**WHAT IS NEEDED**
In the blog post about book covers, what texture did Tim use as the backdrop for the cover of The Pigheaded Soul?

**EXTRACT PROVIDED**

Reader, you know me. After several years and many, many blog posts, you are well aware that yours truly, your friendly neighbourhood porcupette, is an opinionated gal. And if there’s one topic sure to get the debate going every year around this time, it’s the topic of book covers.
The thing about book covers is that everybody has ideas about them. Most people wouldn’t advise a brain surgeon on his or her job, but almost everyone’s eager to give their amateur opinion on a book cover. I’ve fallen into the trap myself, repeatedly and without shame. I’ll be the first to admit that I’m no designer, but that hasn’t stopped me from putting my two cents in when it comes time to find some fitting cover art. Of course, I don’t always (or even usually) win—and for good reason, too. Sometimes I’ll fall in love with an image that doesn’t fit the necessary dimensions of resolutions needed for a PQL book. And I have been known, from time to time, to have a “brilliant” idea that goes against all tenets of good graphic design. I know my limitations, is what I’m saying. But I do still have a few Serious Opinions on what a good book cover should—and should not do.
For me, a good book cover should have, at bare minimum, legible text. I have nothing against decorative fonts per se, but I find that I prefer a classic, readable font that doesn’t make me have to do mental gymnastics to decipher the title. Plus, size matters, too. The text needn’t be visible from across a crowded room, but it should be big enough for people browsing online shopping sites on their phones to be able to at least decipher the title. A particular favourite of mine, for example, is the cover for Barbara Sibbald’s The Museum of Possibilities—the text is large enough to get the point across and elegant enough to stand the test of time without looking tacky.
I also think the most effective and evocative covers eschew the low-hanging fruit of on-the-nose imagery for something a little more creative. For example, may I direct your attention to Jason Guriel’s The Pigheaded Soul? I have to admit, to my everlasting shame, that early in my employment at PQL, I once proposed to Tim that he design a cover for the book that depicted a blisteringly pink cartoon pig head. This was obviously utter nonsense, and the cover that Tim designed—a much more elegant affair that made use of the texture of pig iron as a backdrop—actually suited a collection of essays, and it did a fantastic job of proving that a less obvious image often results in a much better book cover. (It remains one of my favourite PQL covers to this day and does double duty as a reminder of my own limitations.)

Natural language descriptions of regions:
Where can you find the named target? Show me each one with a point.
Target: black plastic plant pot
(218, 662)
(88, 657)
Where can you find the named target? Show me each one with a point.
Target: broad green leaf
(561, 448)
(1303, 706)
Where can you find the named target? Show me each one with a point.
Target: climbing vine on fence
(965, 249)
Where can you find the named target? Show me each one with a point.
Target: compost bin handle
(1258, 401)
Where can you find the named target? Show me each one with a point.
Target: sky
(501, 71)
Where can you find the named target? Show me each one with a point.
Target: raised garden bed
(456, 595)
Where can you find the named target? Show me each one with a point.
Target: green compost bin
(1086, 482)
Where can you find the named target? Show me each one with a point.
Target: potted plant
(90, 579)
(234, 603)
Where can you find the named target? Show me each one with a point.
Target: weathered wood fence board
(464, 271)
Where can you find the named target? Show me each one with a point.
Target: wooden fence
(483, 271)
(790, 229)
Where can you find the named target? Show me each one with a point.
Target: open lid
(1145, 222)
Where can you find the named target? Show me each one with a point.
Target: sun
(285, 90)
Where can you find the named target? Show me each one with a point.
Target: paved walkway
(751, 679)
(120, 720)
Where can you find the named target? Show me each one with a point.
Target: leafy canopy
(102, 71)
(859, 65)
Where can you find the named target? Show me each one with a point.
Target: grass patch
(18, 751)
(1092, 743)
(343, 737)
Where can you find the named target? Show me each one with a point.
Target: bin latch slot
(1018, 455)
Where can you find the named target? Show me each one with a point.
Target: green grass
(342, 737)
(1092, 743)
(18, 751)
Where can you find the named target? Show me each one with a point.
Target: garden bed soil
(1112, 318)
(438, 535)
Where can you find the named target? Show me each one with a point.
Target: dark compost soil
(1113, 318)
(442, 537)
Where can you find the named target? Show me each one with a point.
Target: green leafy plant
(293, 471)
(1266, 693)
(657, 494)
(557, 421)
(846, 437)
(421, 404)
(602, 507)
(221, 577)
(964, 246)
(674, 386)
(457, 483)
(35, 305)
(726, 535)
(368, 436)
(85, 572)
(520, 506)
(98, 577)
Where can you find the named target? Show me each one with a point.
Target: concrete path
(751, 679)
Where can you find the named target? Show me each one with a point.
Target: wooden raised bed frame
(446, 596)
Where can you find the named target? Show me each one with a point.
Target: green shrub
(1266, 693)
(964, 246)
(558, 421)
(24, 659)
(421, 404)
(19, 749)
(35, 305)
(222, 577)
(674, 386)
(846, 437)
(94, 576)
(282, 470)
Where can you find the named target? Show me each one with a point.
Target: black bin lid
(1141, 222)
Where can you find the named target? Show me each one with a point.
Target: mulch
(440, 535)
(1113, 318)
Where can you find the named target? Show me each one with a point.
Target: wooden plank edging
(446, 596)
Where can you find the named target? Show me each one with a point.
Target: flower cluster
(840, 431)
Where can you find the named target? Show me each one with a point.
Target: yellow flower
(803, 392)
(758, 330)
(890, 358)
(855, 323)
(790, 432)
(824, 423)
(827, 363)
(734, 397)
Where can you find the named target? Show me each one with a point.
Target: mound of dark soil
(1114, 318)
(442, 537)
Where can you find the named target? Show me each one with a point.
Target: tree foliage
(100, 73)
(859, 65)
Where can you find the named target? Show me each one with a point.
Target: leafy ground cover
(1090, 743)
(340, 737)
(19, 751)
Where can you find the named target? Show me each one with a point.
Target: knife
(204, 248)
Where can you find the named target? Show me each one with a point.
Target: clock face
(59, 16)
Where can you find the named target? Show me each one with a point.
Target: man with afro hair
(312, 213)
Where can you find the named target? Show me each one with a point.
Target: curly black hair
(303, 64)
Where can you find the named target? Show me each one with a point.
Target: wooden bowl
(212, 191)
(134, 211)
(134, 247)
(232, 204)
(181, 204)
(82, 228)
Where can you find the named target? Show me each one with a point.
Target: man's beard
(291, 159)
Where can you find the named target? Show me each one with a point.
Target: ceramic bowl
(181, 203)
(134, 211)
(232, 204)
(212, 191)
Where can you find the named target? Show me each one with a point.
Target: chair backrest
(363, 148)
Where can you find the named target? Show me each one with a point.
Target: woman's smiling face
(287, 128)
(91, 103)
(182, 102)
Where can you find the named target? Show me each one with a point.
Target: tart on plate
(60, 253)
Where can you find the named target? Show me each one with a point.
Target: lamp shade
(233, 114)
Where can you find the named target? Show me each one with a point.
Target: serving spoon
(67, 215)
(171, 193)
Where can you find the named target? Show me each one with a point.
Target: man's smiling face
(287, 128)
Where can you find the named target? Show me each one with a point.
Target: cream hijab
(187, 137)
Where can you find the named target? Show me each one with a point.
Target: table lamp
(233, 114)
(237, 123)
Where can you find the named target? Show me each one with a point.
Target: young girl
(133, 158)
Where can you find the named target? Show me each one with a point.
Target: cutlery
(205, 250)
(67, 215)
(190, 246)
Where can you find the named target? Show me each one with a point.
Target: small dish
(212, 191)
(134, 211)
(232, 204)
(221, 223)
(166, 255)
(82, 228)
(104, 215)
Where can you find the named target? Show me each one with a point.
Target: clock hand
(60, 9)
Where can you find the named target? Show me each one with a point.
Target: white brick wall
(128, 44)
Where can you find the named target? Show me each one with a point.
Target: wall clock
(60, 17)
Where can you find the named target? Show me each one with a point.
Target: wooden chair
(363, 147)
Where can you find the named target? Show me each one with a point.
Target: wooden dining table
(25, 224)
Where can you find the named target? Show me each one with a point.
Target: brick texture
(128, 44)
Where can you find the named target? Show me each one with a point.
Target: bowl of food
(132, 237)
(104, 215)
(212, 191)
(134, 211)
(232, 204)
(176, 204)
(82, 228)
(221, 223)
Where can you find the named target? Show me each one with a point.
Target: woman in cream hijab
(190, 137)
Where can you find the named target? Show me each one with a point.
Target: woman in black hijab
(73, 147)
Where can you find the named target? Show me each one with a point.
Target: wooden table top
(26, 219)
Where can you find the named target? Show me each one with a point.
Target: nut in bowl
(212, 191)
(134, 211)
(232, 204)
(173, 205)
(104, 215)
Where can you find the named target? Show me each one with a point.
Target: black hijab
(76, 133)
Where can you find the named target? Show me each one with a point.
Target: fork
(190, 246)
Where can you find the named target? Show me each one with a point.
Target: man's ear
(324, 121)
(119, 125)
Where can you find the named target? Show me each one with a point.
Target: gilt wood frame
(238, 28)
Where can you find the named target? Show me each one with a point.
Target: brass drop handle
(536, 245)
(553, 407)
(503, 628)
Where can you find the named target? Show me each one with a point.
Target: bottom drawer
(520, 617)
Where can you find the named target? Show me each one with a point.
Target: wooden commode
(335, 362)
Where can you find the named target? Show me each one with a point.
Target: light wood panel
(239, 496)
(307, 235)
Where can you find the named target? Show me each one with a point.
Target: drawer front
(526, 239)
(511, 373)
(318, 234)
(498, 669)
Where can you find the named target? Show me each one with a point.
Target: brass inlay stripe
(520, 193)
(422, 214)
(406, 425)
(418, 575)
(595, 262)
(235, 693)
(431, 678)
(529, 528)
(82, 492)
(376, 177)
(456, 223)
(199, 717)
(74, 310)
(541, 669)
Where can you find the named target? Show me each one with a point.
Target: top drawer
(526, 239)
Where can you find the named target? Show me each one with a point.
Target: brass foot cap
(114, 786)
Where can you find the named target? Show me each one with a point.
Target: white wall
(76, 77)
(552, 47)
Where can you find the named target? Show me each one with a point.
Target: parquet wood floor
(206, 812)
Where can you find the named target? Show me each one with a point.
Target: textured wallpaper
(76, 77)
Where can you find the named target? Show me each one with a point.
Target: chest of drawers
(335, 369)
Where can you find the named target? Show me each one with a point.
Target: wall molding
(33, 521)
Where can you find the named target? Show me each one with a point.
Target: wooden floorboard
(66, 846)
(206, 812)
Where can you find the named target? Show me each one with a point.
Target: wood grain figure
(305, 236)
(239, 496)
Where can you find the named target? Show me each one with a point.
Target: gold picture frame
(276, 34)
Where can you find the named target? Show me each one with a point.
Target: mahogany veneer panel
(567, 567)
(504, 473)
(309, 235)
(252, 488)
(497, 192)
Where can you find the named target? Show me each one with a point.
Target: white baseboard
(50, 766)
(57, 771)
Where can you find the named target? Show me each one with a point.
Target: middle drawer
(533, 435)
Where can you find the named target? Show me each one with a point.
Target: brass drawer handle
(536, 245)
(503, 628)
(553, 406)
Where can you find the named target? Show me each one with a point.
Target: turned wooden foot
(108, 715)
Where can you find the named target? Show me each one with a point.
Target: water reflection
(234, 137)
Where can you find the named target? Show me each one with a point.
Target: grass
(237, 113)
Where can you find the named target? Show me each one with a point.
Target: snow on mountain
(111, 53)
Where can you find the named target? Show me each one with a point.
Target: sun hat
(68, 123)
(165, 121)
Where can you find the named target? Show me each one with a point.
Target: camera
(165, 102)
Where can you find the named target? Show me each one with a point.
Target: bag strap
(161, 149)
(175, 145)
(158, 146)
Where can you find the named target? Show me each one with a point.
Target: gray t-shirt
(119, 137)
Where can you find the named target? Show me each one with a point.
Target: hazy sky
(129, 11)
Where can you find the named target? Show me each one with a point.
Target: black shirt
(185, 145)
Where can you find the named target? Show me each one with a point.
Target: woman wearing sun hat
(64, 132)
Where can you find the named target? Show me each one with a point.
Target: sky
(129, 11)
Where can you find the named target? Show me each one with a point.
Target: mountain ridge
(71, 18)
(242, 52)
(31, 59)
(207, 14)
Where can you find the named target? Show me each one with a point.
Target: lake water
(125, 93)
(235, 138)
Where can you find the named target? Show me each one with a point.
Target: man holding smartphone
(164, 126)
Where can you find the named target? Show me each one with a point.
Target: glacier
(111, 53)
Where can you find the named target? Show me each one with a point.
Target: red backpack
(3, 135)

**ANSWER TO THIS EXERCISE**
The texture of pig iron.